| DIRECTIONS FOR THIS TASK |
Please write out the data verbatim, from the line that contains "find small plant" through the end of the data, both included. Leave the pictures out.

— START STORED ROWS —

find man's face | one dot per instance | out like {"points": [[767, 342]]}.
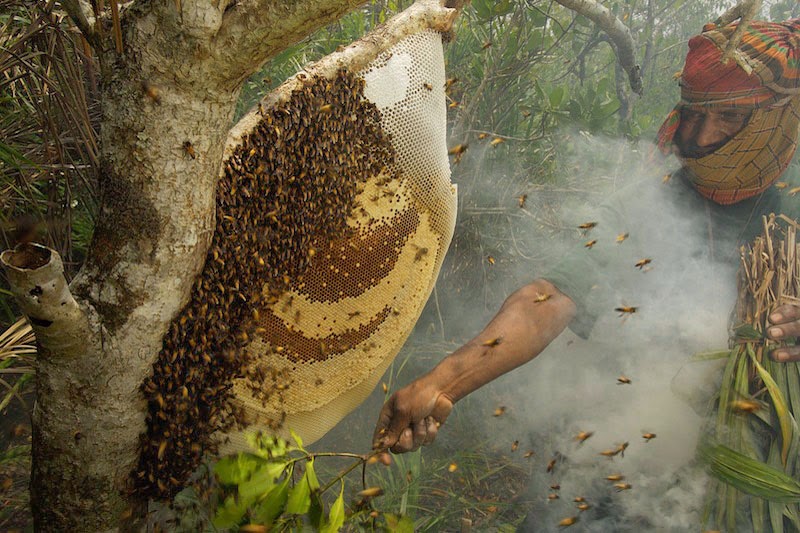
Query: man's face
{"points": [[705, 129]]}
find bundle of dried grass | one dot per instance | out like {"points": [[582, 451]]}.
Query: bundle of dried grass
{"points": [[753, 448]]}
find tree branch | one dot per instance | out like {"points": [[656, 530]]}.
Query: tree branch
{"points": [[423, 14], [81, 14], [36, 276], [617, 31]]}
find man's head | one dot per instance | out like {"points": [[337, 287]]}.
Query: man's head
{"points": [[735, 129]]}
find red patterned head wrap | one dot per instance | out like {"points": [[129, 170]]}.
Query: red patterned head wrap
{"points": [[764, 75]]}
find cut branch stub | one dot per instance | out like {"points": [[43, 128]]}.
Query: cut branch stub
{"points": [[36, 276]]}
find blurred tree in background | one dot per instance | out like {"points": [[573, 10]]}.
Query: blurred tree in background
{"points": [[527, 77]]}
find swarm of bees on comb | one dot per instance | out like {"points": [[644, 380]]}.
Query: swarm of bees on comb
{"points": [[289, 186]]}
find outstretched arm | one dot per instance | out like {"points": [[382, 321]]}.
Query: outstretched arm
{"points": [[526, 323]]}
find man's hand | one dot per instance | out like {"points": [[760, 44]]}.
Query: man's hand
{"points": [[411, 417], [785, 325]]}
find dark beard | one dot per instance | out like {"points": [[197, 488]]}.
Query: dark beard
{"points": [[692, 151]]}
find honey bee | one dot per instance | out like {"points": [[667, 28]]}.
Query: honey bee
{"points": [[491, 343], [745, 405], [568, 521], [371, 492], [189, 149], [457, 149]]}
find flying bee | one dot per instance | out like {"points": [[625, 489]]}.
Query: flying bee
{"points": [[457, 150], [371, 492], [568, 521], [189, 149], [745, 405], [491, 343]]}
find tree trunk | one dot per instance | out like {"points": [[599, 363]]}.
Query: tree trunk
{"points": [[168, 99]]}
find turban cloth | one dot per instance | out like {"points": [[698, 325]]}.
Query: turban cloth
{"points": [[763, 75]]}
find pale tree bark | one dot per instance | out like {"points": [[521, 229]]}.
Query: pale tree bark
{"points": [[167, 100]]}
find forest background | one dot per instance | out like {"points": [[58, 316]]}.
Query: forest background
{"points": [[530, 73]]}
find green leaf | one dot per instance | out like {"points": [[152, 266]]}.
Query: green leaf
{"points": [[299, 497], [273, 505], [230, 513], [749, 475], [399, 524], [236, 469], [336, 516], [785, 418]]}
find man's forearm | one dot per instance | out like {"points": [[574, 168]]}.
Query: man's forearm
{"points": [[527, 322]]}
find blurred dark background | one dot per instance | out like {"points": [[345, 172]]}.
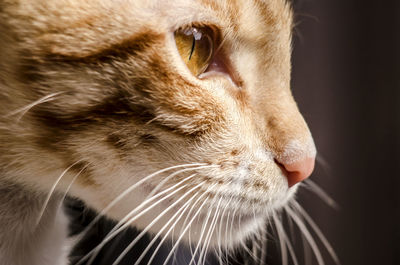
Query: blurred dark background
{"points": [[346, 80]]}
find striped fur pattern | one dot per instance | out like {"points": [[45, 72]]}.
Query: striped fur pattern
{"points": [[95, 99]]}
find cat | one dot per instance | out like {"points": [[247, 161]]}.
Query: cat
{"points": [[158, 114]]}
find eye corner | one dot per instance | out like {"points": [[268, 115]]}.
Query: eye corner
{"points": [[196, 44]]}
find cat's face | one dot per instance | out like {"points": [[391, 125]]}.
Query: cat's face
{"points": [[120, 103]]}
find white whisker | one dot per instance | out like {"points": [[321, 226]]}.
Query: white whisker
{"points": [[166, 234], [184, 231], [129, 190], [144, 231], [317, 231], [312, 186], [123, 224], [22, 111], [52, 191], [285, 238]]}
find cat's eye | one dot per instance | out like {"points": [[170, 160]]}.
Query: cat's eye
{"points": [[196, 47]]}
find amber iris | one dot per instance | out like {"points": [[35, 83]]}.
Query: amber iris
{"points": [[195, 45]]}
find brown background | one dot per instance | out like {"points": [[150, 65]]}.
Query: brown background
{"points": [[346, 79]]}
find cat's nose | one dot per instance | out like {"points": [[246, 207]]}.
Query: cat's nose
{"points": [[299, 170]]}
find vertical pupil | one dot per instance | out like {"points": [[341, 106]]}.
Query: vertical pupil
{"points": [[193, 46]]}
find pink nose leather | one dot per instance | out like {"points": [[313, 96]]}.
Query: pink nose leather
{"points": [[299, 171]]}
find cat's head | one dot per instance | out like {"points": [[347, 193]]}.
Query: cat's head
{"points": [[110, 92]]}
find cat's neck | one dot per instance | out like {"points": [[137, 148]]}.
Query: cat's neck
{"points": [[22, 240]]}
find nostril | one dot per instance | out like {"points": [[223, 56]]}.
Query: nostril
{"points": [[297, 171]]}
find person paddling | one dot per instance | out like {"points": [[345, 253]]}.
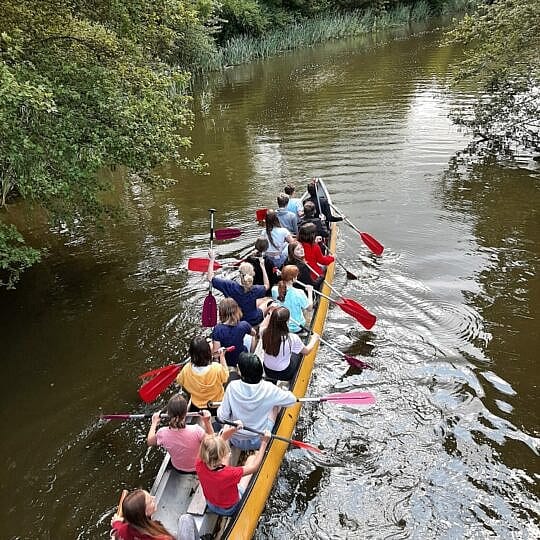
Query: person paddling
{"points": [[224, 485], [231, 330], [250, 297], [292, 298], [282, 348], [307, 236], [253, 401], [136, 521], [180, 440], [202, 378]]}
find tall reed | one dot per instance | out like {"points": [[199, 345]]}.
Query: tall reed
{"points": [[242, 49]]}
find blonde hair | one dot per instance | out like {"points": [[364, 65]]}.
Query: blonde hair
{"points": [[247, 274], [230, 311], [212, 450]]}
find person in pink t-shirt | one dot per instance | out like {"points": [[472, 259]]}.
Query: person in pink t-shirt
{"points": [[180, 440]]}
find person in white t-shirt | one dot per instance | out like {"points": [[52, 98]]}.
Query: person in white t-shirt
{"points": [[278, 238], [282, 349]]}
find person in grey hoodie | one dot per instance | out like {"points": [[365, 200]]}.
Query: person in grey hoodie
{"points": [[253, 401]]}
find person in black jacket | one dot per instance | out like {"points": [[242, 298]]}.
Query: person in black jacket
{"points": [[309, 217], [322, 208]]}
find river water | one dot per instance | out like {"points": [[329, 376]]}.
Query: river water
{"points": [[450, 450]]}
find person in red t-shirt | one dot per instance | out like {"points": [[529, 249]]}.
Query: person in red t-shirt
{"points": [[222, 484], [137, 523], [307, 236]]}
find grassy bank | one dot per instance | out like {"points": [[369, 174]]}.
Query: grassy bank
{"points": [[243, 49]]}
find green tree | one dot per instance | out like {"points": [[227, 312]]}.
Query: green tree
{"points": [[503, 57], [85, 86]]}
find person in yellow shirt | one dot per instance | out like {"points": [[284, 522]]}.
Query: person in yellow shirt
{"points": [[202, 378]]}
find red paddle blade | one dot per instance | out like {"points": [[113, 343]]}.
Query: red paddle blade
{"points": [[209, 314], [351, 398], [356, 362], [360, 313], [150, 391], [305, 446], [374, 245], [227, 234], [200, 264]]}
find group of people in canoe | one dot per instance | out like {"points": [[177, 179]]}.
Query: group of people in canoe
{"points": [[265, 312]]}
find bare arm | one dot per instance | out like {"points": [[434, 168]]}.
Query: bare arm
{"points": [[253, 467], [151, 438], [309, 347]]}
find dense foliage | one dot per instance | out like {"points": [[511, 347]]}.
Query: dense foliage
{"points": [[87, 86], [503, 56], [84, 86]]}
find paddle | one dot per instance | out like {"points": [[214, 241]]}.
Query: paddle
{"points": [[200, 264], [127, 416], [163, 377], [294, 442], [374, 245], [351, 360], [349, 274], [209, 312], [351, 307], [260, 214], [344, 398], [123, 495], [227, 234]]}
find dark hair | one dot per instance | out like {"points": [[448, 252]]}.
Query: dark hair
{"points": [[177, 409], [134, 511], [283, 200], [277, 331], [307, 233], [289, 189], [229, 310], [261, 245], [271, 221], [309, 209], [199, 351], [250, 368]]}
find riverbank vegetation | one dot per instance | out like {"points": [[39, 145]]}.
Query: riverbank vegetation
{"points": [[87, 86], [502, 57]]}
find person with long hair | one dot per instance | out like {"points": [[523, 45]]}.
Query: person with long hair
{"points": [[202, 378], [231, 330], [261, 247], [253, 401], [278, 237], [250, 297], [136, 521], [292, 298], [296, 257], [223, 485], [282, 348], [181, 440], [307, 236]]}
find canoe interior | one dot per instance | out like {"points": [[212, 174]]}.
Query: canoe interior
{"points": [[173, 490]]}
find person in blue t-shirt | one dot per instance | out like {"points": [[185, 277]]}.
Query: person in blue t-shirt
{"points": [[249, 297], [231, 331], [293, 299]]}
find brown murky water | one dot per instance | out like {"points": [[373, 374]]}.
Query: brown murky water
{"points": [[450, 450]]}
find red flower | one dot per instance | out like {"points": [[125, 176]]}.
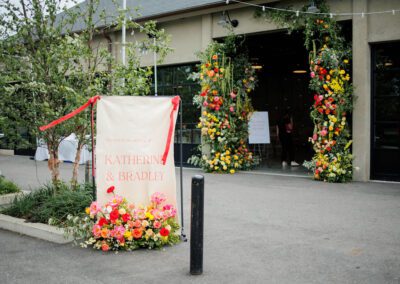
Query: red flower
{"points": [[114, 215], [111, 189], [102, 222], [126, 217], [164, 232], [204, 93]]}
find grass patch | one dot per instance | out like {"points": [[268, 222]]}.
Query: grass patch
{"points": [[7, 186], [50, 202]]}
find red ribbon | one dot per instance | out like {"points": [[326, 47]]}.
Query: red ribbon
{"points": [[175, 102], [91, 101]]}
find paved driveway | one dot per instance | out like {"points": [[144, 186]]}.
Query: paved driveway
{"points": [[258, 229]]}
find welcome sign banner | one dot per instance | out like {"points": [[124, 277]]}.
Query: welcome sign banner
{"points": [[134, 147]]}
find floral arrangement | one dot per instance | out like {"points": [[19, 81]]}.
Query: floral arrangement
{"points": [[332, 92], [119, 225], [226, 111]]}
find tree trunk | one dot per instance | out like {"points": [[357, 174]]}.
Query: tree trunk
{"points": [[54, 162], [74, 180]]}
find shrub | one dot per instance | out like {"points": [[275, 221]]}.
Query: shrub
{"points": [[7, 186], [51, 202]]}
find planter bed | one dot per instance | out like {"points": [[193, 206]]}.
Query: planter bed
{"points": [[36, 230], [7, 199]]}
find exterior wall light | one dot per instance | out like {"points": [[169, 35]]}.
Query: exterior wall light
{"points": [[226, 19]]}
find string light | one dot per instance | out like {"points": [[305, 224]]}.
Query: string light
{"points": [[363, 14]]}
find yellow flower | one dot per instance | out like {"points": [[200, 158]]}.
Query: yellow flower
{"points": [[127, 234], [149, 216]]}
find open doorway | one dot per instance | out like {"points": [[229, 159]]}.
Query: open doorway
{"points": [[281, 62]]}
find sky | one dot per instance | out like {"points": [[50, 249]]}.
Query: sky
{"points": [[68, 3]]}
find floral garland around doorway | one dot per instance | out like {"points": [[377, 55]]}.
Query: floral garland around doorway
{"points": [[226, 110], [331, 89]]}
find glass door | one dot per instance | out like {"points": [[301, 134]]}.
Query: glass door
{"points": [[385, 144]]}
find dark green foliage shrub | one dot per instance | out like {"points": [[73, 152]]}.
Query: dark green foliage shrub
{"points": [[7, 186], [51, 202]]}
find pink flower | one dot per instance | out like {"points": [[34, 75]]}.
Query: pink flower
{"points": [[96, 230], [156, 213], [157, 224], [164, 232], [94, 208], [111, 189], [167, 207], [158, 198], [118, 232], [104, 247]]}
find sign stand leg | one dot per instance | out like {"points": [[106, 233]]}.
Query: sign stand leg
{"points": [[93, 156], [183, 235]]}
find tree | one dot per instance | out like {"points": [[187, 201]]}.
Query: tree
{"points": [[48, 70]]}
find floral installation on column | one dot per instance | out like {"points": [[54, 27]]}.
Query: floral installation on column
{"points": [[332, 161], [330, 87], [226, 110]]}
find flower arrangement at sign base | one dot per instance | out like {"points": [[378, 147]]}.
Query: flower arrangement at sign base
{"points": [[226, 110], [119, 225]]}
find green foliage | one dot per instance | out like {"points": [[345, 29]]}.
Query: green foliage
{"points": [[51, 203], [47, 70], [7, 186], [331, 88]]}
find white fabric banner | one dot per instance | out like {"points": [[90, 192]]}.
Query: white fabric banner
{"points": [[131, 140]]}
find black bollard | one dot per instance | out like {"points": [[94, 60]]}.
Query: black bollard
{"points": [[197, 225]]}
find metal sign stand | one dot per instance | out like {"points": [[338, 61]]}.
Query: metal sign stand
{"points": [[183, 235]]}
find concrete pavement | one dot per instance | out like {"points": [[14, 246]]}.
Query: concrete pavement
{"points": [[258, 228]]}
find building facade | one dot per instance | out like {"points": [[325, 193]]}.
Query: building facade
{"points": [[375, 40]]}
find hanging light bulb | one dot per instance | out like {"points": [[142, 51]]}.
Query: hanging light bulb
{"points": [[312, 8]]}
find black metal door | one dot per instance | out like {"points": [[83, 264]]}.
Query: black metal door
{"points": [[385, 144]]}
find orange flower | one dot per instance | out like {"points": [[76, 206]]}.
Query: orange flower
{"points": [[104, 246], [104, 233], [137, 233]]}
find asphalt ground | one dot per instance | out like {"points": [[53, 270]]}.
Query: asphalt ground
{"points": [[259, 228]]}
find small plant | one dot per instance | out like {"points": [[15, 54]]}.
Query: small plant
{"points": [[51, 203], [7, 186]]}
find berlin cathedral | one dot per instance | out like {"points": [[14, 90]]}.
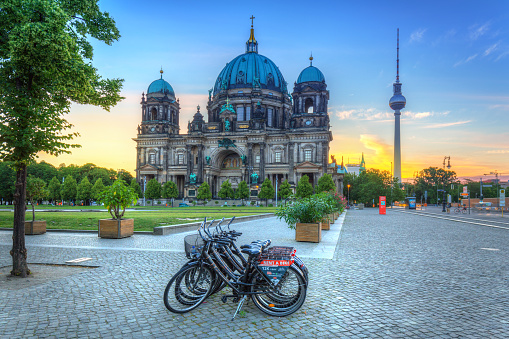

— END STORED ROWS —

| WORKED SOLUTION |
find small plant | one dot per instance | out like {"points": [[15, 54]]}.
Query: small plant
{"points": [[51, 203], [7, 186]]}
find berlin cathedral | one dot per instance | out like {"points": [[14, 90]]}.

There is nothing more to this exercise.